Part of a data file
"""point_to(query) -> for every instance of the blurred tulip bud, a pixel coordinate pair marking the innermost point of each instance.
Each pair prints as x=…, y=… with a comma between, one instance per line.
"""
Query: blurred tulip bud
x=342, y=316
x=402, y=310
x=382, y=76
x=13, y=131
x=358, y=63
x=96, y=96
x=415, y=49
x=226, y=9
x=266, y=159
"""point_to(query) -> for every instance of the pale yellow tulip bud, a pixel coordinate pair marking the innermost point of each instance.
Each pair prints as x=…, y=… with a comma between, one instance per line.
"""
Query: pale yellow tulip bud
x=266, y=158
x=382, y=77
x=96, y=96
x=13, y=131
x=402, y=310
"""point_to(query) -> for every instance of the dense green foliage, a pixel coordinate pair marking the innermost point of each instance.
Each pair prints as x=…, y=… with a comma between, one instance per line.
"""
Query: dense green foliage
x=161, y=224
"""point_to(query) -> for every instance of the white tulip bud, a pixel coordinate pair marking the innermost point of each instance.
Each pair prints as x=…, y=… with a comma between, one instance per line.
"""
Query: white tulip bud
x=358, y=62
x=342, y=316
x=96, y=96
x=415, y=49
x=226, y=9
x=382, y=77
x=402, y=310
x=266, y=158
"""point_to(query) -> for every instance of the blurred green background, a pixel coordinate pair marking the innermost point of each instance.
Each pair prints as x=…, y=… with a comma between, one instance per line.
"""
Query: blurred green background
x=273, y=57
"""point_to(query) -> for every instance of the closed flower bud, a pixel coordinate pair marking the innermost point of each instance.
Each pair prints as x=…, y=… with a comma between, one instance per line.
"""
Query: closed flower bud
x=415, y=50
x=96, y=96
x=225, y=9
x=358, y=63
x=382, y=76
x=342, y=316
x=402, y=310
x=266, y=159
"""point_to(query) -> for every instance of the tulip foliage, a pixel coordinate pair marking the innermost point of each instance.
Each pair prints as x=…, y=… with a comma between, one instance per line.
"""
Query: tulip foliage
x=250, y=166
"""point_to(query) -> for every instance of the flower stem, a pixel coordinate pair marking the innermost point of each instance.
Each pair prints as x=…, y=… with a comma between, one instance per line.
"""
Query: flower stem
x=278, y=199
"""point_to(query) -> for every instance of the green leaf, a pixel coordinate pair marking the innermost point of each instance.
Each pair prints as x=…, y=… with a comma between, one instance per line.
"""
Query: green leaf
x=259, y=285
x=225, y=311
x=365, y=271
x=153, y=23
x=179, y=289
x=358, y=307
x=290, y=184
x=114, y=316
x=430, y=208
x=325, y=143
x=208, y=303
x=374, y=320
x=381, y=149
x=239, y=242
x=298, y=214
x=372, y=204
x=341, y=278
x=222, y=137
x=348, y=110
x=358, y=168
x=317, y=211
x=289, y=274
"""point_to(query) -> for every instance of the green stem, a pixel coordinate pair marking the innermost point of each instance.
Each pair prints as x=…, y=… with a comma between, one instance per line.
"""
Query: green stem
==
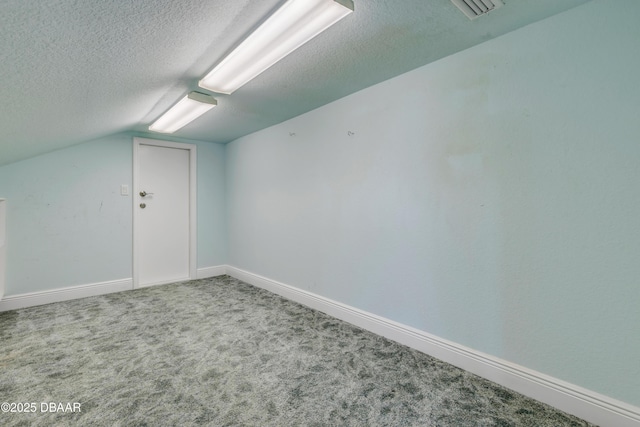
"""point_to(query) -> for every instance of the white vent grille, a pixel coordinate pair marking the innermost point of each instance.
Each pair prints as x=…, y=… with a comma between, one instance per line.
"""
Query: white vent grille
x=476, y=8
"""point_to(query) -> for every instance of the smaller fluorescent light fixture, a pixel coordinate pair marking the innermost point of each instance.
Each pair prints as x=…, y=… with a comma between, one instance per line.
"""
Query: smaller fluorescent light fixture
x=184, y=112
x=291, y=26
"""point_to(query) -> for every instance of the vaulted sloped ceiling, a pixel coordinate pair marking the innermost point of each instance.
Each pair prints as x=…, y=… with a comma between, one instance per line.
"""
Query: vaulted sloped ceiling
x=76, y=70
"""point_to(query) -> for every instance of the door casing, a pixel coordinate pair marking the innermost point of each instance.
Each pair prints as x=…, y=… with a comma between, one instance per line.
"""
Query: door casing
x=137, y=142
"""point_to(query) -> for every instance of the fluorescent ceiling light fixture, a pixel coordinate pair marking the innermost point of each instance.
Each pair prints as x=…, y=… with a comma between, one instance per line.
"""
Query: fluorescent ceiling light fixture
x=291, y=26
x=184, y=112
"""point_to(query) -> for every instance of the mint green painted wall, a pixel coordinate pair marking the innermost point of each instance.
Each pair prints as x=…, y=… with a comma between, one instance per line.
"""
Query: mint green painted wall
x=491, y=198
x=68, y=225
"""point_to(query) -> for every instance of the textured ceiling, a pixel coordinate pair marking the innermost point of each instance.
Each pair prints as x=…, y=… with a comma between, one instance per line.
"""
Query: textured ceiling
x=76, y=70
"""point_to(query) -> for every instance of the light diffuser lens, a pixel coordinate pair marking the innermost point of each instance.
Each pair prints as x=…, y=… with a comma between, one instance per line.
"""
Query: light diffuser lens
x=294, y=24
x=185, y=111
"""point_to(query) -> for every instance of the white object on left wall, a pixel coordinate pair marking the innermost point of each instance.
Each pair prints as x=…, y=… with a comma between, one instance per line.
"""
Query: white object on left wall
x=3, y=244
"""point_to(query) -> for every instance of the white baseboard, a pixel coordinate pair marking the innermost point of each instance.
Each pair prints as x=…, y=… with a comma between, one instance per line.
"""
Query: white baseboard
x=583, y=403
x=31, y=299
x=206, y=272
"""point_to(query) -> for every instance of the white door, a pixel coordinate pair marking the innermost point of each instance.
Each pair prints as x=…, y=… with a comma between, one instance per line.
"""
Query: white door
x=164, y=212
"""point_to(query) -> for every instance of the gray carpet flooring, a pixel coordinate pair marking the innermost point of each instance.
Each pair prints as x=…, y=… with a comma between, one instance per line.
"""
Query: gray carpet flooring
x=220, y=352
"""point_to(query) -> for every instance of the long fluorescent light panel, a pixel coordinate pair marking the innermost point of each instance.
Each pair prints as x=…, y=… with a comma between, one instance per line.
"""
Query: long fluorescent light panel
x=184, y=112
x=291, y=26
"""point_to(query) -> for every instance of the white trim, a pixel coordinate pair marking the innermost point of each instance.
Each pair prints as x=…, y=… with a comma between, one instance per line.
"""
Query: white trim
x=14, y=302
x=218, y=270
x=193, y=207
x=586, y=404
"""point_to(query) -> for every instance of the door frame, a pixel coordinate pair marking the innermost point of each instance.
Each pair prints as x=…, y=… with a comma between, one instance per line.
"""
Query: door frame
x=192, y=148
...
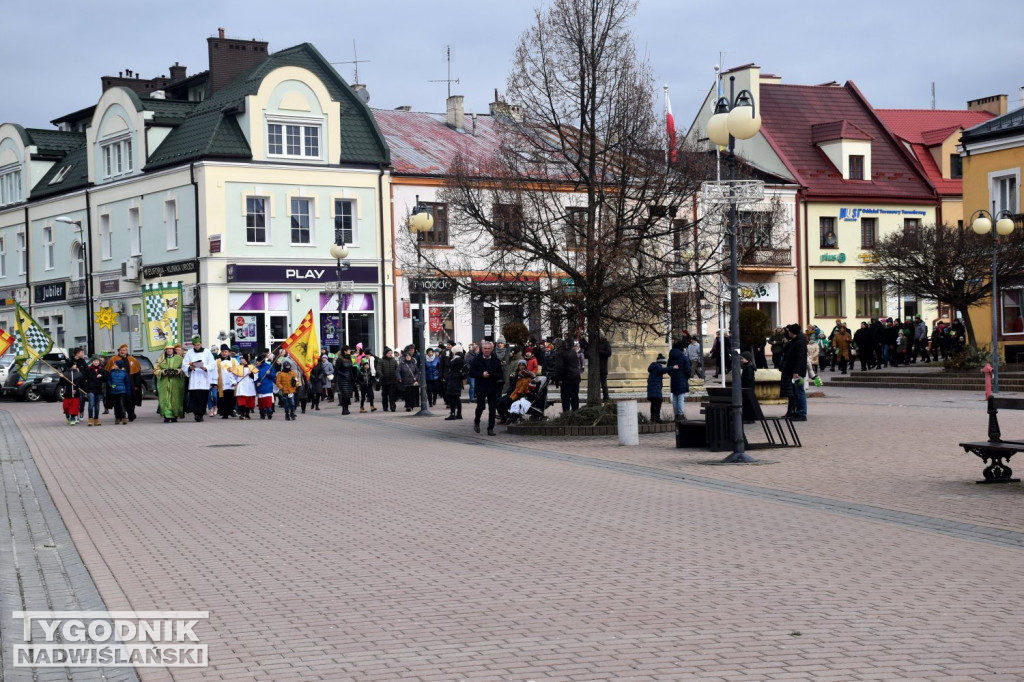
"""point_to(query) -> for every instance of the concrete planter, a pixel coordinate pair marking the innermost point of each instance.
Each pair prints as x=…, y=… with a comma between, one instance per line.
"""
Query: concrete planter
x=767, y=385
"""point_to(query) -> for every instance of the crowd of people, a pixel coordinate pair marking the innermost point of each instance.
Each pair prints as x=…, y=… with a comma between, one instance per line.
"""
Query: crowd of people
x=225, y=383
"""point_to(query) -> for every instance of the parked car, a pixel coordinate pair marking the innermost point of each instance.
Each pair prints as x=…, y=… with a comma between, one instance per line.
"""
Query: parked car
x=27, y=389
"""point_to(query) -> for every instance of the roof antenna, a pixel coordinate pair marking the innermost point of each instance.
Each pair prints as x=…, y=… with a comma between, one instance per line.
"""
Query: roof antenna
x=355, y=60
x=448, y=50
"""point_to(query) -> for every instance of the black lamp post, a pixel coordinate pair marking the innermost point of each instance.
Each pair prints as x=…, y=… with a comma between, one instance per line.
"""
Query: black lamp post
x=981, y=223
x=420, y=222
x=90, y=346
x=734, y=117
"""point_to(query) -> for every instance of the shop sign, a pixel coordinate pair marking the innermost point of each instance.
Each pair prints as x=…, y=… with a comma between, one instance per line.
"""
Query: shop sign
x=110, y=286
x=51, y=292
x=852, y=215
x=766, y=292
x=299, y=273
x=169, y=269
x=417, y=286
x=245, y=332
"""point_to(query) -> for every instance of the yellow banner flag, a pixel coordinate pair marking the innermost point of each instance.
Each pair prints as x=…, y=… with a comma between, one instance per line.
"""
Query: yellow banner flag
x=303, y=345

| Exercise requirements |
Starting at the line that contains "of the closed" and ending at the line that contains "x=278, y=199", replace "flower stem" with "plant stem", and reproduce only those lines with everything else unchanged.

| Output |
"""point_to(query) -> for every instance of the closed flower bud, a pixel coordinate pair marking the innermost point of each instance.
Each pair prints as x=…, y=… with a comma between, one instance per line.
"""
Query: closed flower bud
x=415, y=50
x=96, y=96
x=225, y=9
x=358, y=63
x=382, y=76
x=342, y=316
x=402, y=310
x=266, y=159
"""point_to(query) -> for every instance of the tulip foliage, a pixel coordinate pair marking the innermost point of each instance.
Each pair prints as x=…, y=… with a comma between, one instance per line.
"""
Query: tulip foliage
x=250, y=166
"""point_to(query) -> for every instance of the plant stem, a pixel coordinate pair marking the innermost point of each instance.
Each pair prints as x=…, y=… with a comma between, one instance per line.
"""
Query: plant stem
x=278, y=199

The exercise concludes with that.